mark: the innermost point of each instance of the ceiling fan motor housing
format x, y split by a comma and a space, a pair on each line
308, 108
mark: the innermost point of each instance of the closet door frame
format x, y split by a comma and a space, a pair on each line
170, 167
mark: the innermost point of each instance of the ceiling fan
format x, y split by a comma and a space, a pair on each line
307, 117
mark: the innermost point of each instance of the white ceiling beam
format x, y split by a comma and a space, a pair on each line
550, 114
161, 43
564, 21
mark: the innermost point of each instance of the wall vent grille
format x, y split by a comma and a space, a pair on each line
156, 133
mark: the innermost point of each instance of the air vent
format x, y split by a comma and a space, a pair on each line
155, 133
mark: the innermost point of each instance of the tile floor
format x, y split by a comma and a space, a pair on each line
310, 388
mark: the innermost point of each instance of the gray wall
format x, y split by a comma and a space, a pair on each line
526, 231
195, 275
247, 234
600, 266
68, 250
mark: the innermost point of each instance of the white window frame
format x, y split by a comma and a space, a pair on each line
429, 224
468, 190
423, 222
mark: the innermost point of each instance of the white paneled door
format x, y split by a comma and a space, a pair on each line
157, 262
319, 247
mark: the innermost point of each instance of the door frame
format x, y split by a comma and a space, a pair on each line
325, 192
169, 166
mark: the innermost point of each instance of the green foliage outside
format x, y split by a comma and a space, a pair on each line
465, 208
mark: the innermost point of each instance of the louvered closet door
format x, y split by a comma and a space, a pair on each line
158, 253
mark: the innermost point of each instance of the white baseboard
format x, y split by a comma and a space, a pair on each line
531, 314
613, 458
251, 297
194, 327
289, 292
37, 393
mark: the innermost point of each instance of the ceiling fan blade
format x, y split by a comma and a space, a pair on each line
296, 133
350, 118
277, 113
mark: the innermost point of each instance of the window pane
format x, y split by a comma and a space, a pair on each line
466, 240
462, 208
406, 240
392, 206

--

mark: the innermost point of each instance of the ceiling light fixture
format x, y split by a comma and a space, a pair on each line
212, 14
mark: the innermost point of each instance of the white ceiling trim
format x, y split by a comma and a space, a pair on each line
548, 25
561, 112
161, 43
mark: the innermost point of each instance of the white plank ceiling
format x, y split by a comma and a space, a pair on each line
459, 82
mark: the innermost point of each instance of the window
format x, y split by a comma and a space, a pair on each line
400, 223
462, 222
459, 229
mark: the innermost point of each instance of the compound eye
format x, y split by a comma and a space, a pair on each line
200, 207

Directions | How many of the lines above contain the string "white"? Case counts. Reply with the number alone.

Answer | 6